• ФРАГМЕНТ ДОКУМЕНТА:
4. Собственность есть часть дома, и приобретение есть часть семейной организации: без предметов первой (25) необходимости нельзя не только хорошо жить, но и вообще жить. Во всех ремеслах с определенно поставленной целью нужны бывают соответствующие орудия, если работа должна быть доведена, до конца, и из этих орудий одни являются неодушевленными, другие – одушевленными (например, для кормчего руль – неодушевленное (30) орудие, рулевой – одушевленное), потому что в искусствах ремесленник – играет роль орудия. Так точно и для домохозяина собственность оказывается своего рода орудием для существования. И приобретение собственности требует массу орудий, причем раб – некая одушевленная собственность, как и вообще в искусствах всякий ремесленник как орудие стоит впереди других инструментов. 5. Если бы каждое орудие могло выполнять свойственную ему (35) работу само, по данному ему приказанию или даже его предвосхищая, и уподоблялось бы статуям Дедала или треножникам Гефеста, о которых поэт говорит, что они “сами собой (aytomatoys) входили в собрание богов; если бы ткацкие челноки сами ткали, а плектры сами играли на – кифаре, тогда и (1254a) зодчие не нуждались бы в работниках, а господам не нужны были бы рабы. Орудия как таковые имеют своим назначением продуктивную деятельность (poietika), собственность же является орудием деятельности активной (praktikon); ведь, пользуясь ткацким челноком, мы получаем нечто иное, чем его применение; одежда же и ложе являются для нас только предметами пользования. (5) 6. В силу специфического отличия продуктивной и активной деятельности, конечно, соответственно различны и те орудия, которые потребны для той и.для другой. Но жизнь – активная деятельность (praxis), а не продуктивная (poiesis); значит, и раб служит тому, что относится к области деятельности активной. “Собственность” нужно понимать в (10) том же смысле, что и “часть”. Часть же есть не только часть чего-либо другого, но она вообще немыслима без этого другого. Это вполне приложимо и к собственности. Поэтому господин есть только господин раба, но не принадлежит ему; раб же не только раб господина, но и всецело принадлежит ему.

7. Из вышеизложенного ясно, что такое раб по своей природе и по своему назначению: кто по природе (15) принадлежит не самому себе, а другому и при этом все-таки человек, тот по своей природе раб. Человек же принадлежит другому в том случае, если он, оставаясь человеком, становится собственностью; последняя представляет собой орудие активное и отдельно существующее.

После этого нужно рассмотреть, может ли или не может существовать по природе такой человек, т. е. раб, и лучше ли и справедливо ли быть кому-либо рабом (20) или нет, но всякое рабство противно природе.

8. Нетрудно ответить на эти вопросы и путем теоретических рассуждений, и на основании фактических данных. Ведь властвование и подчинение не только необходимы, но и полезны, и прямо от рождения некоторые существа различаются [в том отношении, что одни из них как бы предназначены] к подчинению, другие – к властвованию. Существует много разновидностей (25) властвующих и подчиненных, однако, чем выше стоят подчиненные, тем более совершенна сама власть над ними; так, например, власть над человеком более совершенна, чем власть над животным. Ведь, чем выше стоит мастер, тем совершеннее исполняемая им работа; но, где одна сторона властвует, а другая подчиняется, там только и может идти речь о какой-либо их работе.

[Сохранённые данные]
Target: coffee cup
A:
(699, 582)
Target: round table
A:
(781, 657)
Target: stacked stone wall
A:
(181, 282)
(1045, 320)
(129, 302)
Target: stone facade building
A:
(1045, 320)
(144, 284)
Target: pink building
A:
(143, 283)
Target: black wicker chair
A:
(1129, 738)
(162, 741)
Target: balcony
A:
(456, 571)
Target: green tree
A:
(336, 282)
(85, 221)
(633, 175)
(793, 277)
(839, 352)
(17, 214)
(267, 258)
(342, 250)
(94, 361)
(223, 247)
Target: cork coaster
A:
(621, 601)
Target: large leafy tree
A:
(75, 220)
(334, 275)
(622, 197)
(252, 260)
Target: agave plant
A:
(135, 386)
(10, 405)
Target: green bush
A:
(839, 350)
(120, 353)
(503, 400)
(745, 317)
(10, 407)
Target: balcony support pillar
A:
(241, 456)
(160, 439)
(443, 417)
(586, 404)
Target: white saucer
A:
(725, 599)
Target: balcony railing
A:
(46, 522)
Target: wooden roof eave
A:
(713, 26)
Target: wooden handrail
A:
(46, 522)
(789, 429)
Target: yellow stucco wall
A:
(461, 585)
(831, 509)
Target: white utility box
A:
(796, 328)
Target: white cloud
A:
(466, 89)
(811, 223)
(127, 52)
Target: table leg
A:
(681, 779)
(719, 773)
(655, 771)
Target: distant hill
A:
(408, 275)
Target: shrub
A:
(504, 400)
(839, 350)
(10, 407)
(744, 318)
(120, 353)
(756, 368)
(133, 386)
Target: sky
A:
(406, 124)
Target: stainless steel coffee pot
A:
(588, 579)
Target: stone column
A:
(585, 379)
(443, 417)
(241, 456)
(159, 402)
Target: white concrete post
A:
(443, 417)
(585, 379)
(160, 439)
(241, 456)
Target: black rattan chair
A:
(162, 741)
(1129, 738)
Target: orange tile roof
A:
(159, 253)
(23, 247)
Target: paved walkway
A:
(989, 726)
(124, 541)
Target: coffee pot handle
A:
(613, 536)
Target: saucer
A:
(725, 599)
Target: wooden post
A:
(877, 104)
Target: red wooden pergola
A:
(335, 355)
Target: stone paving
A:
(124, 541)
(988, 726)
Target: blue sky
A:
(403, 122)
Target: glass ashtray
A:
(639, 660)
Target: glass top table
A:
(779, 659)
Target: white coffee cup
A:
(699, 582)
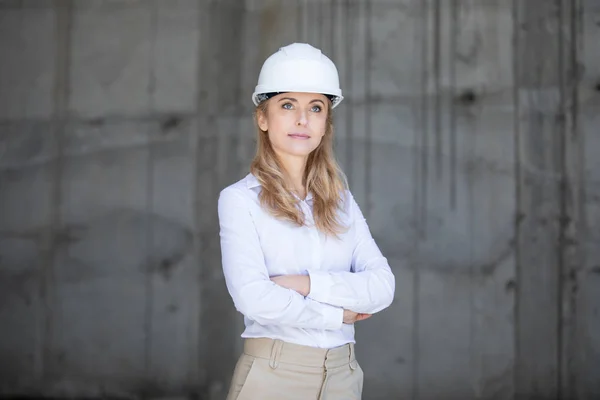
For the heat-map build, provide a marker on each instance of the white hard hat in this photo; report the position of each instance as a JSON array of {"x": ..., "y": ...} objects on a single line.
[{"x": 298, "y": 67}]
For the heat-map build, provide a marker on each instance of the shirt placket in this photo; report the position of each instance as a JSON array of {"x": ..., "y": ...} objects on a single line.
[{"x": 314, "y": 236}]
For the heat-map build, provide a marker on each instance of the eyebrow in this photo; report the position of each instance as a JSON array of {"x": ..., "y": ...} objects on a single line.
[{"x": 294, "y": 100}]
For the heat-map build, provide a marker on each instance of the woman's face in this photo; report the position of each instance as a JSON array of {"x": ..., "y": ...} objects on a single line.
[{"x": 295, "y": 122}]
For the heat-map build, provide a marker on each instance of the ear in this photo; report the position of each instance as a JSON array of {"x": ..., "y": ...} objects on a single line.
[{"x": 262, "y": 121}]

• ОБЯЗАТЕЛЬНЫЕ ЗАДАНИЯ:
**A)** Ответьте на вопросы по тексту о собственности и рабстве:
(i) Что в нём приводится как неодушевлённое и что как одушевлённое орудие для кормчего?
(ii) Каким видом деятельности названа жизнь: продуктивным или активным?
(iii) Какая власть, согласно тексту, более совершенна: над человеком или над животным?
**B)** Продолжите текст о собственности и рабстве, начав сразу после его последнего предложения.

• ОТВЕТЫ К УПРАЖНЕНИЮ:
**A)**
(i) Руль служит неодушевлённым орудием, а рулевой одушевлённым.
(ii) Жизнь названа активной деятельностью (praxis), а не продуктивной.
(iii) Более совершенна власть над человеком.

**B)**
9. И во всем, что, будучи составлено из нескольких (30) частей, непрерывно связанных одна с другой или разъединенных, составляет единое целое, сказывается властвующее начало и начало подчиненное. Это общий закон природы, и, как таковому, ему подчинены одушевленные существа. Правда, и в предметах неодушевленных, например в музыкальной гармонии, можно подметить некий принцип властвования; но этот вопрос может, пожалуй, послужить предметом специального исследования. 10. Живое существо состоит (35) прежде всего из души и тела; из них по своей природе одно – начало властвующее, другое – начало подчиненное. Разумеется, когда дело идет о природе предмета, последний должен рассматриваться в его природном, а не в извращенном состоянии. Поэтому надлежит обратиться к рассмотрению такого человека, физическое и психическое начала которого находятся в наилучшем состоянии; на этом примере станет ясным наше утверждение. (1254b) У людей же испорченных или расположенных к испорченности в силу их нездорового и противного природе состояния зачастую может показаться, что тело властвует над душой.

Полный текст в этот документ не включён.